Task goal:
Each line below must be set down exactly as it stands.

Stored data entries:
_ _ _ _ _ _ _

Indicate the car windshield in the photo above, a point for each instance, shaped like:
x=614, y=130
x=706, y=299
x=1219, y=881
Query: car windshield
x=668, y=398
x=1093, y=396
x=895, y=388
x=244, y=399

_ _ _ _ _ _ _

Answer to the exercise:
Indicate the car windshield in the photo above, a point for each instance, shaped like:
x=614, y=130
x=706, y=299
x=1219, y=881
Query: car windshield
x=668, y=398
x=1093, y=396
x=895, y=388
x=244, y=399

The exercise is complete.